# Exercise
Print the records below word for word, beginning with the first line and ending once the line containing "Where can the ocean water" is printed.

-------- Listed records

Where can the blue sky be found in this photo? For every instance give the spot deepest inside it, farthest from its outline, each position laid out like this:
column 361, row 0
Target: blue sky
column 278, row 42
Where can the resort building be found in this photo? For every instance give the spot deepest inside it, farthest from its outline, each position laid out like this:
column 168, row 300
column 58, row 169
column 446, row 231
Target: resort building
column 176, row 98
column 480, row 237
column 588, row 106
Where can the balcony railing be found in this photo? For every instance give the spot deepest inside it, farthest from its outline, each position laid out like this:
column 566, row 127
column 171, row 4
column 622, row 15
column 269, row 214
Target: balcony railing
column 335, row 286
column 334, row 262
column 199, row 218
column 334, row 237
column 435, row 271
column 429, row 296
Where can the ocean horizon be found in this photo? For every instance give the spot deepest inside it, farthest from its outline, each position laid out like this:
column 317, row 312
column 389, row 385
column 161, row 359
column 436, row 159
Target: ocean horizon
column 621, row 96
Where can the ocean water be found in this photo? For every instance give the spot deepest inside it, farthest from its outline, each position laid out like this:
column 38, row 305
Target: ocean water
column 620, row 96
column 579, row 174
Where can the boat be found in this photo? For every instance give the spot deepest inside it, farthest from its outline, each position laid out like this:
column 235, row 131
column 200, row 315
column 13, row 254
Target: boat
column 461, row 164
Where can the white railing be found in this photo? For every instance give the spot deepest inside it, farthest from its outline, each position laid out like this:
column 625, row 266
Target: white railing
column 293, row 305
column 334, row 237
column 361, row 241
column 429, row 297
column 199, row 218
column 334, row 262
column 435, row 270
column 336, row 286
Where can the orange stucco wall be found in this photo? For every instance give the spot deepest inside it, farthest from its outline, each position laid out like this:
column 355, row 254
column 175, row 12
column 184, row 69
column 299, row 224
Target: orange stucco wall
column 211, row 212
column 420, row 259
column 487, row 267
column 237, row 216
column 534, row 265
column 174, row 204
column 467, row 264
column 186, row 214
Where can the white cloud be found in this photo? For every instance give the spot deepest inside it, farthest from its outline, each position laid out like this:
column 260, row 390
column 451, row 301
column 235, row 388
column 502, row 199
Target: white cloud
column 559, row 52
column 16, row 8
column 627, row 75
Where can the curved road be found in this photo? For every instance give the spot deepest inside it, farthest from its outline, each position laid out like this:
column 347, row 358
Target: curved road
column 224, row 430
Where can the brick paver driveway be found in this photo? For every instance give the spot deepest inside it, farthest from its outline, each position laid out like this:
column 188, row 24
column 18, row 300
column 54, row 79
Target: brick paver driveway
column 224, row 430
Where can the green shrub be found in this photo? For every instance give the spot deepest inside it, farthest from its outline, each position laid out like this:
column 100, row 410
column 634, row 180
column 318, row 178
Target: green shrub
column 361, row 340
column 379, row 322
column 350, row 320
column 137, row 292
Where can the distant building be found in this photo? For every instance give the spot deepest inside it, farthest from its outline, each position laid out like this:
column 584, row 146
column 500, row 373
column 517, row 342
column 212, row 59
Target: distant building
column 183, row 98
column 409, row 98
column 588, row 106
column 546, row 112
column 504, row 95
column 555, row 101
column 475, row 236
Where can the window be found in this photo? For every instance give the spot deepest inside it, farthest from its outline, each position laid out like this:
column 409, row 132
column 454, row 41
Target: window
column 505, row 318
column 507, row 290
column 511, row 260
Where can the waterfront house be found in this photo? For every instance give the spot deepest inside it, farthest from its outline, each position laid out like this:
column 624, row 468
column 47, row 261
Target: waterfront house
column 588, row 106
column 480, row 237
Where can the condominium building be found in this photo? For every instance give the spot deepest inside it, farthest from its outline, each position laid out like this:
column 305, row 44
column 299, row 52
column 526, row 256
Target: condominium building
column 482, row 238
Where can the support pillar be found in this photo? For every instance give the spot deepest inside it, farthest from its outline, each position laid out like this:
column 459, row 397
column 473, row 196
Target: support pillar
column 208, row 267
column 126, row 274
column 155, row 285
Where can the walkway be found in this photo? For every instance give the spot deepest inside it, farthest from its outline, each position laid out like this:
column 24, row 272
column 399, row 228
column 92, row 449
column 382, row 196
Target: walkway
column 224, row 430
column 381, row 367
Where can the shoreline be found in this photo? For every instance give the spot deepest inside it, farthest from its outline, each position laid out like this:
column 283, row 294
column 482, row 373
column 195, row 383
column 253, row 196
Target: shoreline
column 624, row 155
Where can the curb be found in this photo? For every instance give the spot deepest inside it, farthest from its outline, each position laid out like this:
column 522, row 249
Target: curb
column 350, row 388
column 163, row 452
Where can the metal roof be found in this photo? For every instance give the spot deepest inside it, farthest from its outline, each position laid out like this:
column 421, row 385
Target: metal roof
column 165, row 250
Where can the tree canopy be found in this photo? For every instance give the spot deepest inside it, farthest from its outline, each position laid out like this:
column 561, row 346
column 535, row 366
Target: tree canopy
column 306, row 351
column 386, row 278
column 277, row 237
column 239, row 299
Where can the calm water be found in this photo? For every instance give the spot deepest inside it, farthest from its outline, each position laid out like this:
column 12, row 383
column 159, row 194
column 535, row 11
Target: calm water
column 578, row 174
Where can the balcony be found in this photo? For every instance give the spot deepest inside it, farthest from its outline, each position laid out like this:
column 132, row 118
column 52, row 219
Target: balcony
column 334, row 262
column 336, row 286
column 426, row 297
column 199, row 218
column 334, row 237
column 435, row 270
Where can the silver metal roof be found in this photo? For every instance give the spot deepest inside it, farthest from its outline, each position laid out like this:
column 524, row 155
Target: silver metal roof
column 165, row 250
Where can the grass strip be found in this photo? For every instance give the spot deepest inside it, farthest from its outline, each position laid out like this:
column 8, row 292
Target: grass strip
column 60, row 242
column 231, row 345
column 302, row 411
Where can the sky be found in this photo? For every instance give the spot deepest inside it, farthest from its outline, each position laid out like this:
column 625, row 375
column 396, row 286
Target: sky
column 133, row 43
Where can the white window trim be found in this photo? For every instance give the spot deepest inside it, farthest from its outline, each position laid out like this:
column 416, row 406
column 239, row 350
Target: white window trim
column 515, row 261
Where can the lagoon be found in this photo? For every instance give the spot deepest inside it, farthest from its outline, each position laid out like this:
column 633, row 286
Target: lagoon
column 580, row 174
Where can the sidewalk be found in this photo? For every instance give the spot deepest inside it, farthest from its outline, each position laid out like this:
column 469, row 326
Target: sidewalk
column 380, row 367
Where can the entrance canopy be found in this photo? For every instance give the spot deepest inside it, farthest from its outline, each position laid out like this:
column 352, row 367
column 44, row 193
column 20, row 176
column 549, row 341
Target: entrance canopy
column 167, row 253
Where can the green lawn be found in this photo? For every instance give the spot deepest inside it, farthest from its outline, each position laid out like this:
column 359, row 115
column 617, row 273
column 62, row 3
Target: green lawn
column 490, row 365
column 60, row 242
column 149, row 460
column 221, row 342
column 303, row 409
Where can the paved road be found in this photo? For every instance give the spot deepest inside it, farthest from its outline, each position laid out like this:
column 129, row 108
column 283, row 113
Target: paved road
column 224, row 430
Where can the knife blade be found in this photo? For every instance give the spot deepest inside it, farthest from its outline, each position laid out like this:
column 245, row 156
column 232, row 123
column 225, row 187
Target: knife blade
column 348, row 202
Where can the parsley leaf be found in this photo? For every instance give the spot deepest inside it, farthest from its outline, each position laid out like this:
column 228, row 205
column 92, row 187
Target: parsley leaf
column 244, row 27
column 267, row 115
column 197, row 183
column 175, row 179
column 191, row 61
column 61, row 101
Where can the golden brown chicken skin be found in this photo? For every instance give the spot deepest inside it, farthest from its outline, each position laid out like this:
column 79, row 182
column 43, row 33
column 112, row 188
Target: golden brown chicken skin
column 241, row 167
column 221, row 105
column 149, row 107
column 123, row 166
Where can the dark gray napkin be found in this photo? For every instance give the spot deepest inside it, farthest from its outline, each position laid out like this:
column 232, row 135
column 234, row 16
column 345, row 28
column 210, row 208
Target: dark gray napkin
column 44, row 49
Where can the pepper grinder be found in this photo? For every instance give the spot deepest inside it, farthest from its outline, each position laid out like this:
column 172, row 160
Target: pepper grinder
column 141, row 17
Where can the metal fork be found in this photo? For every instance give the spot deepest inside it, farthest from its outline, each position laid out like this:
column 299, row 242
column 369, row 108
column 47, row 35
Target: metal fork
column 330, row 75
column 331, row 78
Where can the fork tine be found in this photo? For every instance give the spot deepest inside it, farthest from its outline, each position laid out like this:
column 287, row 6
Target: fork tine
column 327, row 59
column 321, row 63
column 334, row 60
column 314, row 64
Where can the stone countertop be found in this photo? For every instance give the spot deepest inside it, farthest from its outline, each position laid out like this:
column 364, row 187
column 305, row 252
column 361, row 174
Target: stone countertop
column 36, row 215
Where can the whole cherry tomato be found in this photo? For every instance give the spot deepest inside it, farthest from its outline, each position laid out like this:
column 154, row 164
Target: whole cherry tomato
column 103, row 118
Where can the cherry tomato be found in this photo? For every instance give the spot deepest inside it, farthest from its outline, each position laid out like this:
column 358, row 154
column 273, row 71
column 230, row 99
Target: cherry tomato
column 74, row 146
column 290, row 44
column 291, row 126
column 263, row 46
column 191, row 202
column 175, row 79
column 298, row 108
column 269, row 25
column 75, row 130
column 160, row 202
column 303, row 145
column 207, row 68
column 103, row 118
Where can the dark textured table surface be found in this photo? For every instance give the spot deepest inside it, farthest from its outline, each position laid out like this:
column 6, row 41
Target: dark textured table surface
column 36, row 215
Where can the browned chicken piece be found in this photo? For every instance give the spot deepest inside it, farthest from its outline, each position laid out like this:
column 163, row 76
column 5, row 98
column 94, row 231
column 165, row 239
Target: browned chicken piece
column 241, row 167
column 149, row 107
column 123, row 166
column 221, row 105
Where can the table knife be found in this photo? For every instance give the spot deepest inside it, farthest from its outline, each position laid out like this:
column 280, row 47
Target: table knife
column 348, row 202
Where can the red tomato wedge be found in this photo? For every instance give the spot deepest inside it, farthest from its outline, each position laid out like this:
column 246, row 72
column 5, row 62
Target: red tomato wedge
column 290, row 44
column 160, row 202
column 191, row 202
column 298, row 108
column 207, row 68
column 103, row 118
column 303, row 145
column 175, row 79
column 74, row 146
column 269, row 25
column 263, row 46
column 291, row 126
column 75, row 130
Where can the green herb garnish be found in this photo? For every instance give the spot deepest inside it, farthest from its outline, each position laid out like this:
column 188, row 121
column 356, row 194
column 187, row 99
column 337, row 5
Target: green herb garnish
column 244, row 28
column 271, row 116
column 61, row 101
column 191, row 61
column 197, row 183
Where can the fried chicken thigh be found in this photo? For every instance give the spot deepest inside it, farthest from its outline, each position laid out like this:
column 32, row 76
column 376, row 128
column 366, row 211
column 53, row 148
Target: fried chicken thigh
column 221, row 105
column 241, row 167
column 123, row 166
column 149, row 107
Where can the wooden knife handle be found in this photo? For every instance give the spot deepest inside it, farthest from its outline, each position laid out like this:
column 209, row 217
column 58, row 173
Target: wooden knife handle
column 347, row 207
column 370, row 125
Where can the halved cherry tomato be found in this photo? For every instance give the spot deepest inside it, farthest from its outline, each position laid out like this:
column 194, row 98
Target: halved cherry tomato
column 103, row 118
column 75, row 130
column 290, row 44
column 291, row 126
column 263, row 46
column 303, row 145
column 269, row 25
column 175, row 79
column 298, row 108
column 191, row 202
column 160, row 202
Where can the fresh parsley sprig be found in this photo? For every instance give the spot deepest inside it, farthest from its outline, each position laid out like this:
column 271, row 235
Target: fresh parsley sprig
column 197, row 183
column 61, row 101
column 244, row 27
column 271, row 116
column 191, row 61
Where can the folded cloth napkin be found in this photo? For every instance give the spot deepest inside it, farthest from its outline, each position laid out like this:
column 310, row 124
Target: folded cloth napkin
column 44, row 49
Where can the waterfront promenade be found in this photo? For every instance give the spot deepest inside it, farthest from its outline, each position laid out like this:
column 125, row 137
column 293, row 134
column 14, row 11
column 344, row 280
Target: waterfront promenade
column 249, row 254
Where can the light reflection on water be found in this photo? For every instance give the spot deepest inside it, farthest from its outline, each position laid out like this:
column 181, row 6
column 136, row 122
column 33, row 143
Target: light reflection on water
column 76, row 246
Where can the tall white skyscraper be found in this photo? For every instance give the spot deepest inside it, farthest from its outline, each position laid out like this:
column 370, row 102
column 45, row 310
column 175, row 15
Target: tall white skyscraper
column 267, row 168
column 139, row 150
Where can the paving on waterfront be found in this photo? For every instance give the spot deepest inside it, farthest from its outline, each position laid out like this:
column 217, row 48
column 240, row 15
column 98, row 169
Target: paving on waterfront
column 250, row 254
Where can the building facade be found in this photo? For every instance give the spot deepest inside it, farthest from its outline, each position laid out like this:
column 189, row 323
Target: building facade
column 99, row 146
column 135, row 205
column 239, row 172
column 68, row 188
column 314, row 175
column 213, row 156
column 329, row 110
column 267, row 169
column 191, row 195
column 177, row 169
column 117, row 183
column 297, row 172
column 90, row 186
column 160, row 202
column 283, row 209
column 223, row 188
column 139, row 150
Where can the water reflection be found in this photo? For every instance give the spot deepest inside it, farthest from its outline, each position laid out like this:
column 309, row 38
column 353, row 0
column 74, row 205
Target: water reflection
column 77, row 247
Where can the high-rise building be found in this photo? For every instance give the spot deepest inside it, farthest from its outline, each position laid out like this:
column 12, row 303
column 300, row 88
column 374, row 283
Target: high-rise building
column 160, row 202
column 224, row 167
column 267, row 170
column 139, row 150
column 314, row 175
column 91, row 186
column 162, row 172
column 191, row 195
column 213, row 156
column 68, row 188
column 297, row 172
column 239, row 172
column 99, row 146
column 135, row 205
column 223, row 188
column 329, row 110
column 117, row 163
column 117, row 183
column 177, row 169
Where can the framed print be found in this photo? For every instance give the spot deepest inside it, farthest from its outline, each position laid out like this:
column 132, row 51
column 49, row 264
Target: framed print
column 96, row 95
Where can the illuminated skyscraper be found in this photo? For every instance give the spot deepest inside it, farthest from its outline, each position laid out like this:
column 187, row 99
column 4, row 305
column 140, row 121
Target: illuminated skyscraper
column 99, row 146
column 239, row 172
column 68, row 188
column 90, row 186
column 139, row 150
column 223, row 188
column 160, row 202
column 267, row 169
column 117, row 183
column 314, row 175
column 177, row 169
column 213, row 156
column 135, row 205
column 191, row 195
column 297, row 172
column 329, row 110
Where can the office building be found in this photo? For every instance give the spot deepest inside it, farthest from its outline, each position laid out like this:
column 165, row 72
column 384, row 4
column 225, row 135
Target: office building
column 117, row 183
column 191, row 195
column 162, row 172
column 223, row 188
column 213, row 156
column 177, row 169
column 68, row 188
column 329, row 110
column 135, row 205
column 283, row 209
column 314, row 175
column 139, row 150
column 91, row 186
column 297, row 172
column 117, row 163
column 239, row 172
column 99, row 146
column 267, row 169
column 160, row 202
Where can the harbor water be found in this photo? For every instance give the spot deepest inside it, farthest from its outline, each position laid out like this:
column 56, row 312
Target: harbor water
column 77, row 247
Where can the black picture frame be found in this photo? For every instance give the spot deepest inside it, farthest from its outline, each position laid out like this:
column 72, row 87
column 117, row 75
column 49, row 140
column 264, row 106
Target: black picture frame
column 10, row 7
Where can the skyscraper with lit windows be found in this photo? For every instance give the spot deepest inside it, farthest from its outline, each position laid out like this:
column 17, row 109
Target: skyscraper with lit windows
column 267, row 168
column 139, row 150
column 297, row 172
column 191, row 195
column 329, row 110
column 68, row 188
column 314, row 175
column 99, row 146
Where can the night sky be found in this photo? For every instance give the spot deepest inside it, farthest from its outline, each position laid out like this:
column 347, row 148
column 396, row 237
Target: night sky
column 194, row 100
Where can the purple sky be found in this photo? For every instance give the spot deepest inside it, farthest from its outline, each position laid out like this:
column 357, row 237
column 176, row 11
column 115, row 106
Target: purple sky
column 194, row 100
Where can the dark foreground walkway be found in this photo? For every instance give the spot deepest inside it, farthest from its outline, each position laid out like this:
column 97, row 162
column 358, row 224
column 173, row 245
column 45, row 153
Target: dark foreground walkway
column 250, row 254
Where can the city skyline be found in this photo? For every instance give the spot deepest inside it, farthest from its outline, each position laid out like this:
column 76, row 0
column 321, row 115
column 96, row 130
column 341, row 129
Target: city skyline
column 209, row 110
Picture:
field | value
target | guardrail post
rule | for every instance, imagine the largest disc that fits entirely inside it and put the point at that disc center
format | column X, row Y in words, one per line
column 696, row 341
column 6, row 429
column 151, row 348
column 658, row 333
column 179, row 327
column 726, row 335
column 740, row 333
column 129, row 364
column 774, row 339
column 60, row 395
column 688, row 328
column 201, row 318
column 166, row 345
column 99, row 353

----------------

# Answer
Where can the blue sky be found in this photo? For every instance give the spot deepest inside it, farthest from its outline, each position laid out like this:
column 361, row 0
Target: blue sky
column 278, row 42
Where can the resort building be found in this photo? For every instance give the spot deepest inside it, farthest from its outline, each position laid out like this:
column 168, row 300
column 58, row 169
column 446, row 231
Target: resort building
column 176, row 98
column 480, row 237
column 588, row 106
Where can the balcony railing be found in this photo? For every instance give the spot deepest inside it, farthest from its outline, each position laid out like this:
column 566, row 127
column 171, row 4
column 622, row 15
column 269, row 214
Target: balcony railing
column 335, row 286
column 334, row 262
column 199, row 218
column 334, row 237
column 435, row 271
column 429, row 296
Where can the ocean horizon be found in this photo? For every instance give the spot deepest inside it, farthest from its outline, each position laid out like this:
column 317, row 312
column 389, row 385
column 161, row 359
column 436, row 159
Target: ocean horizon
column 621, row 96
Where can the ocean water be found in this photo? For every instance give the spot deepest inside it, farthest from its outline, each position laid out like this:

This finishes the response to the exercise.